I couldn't agree more! What other form of writing provides such a perfect vehicle for the privileged to feel like the proletariat?

message 12: by Xysea (last edited Aug 25, 2016 12:05PM) (new)

Xysea  (xysea) lol Steve! Ain't that the truth! :)

message 13: by Allison (last edited Aug 25, 2016 12:06PM) (new)

Allison I have never really gotten beat literature. I abandoned On the Road back in high school, and have never felt the urge to pick it, or any other piece of beat lit up ever again. Whew! I've never actually admitted that to anyone before because I always felt guilty about it.

This group is awesome.

message 14: by Ann M (last edited Aug 25, 2016 12:06PM) (new)

Ann M | 39 comments The Beats were egalitarian: Burroughs privileged; Kerouac working class, but went to Columbia = the American Dream; Ginsberg, somewhat privileged, also Columbia; Corso, working poor, Di Prima, working class from a conservative family (her father beat her for her lifestyle), etc. That's another thing -- not as many people went to college in the past. The postwar period really changed that.

The drinking, drugging and dying young *is* depressing. I don't know if that's a strictly Beat phenomenon. Everyone drank and smoked, at least cigarettes, in the 50s and 60s. I think that came out of the postwar, we-can-do-anything feeling. It really was a euphoric time. The economy rocked. Americans were the world's good guys. It was possible to live well, buy a house and raise a family on one salary. Jobs were secure. Artists could get by on measly part-time jobs, without roommates, in NYC apartments that were really cheap. Rock and roll was new, jazz was thriving. Imagine all that. It fed the Beat sensibility. An easier, more innocent world.
--- --- ---
◆ **TO BE DONE**
- a) Name every Beat writer mentioned in the forum thread on Beat literature, using the surnames the thread gives.
- b) Transcribe the forum thread on Beat literature from "Allison I have" up to and including "guilty about it.".
--- --- ---
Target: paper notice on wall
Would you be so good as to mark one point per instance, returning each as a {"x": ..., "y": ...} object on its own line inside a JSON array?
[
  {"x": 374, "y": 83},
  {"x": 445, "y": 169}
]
--- --- ---
◆ **THE RESULTS**
- a) Burroughs, Kerouac, Ginsberg, Corso, Di Prima

- b)
Allison I have never really gotten beat literature. I abandoned On the Road back in high school, and have never felt the urge to pick it, or any other piece of beat lit up ever again. Whew! I've never actually admitted that to anyone before because I always felt guilty about it.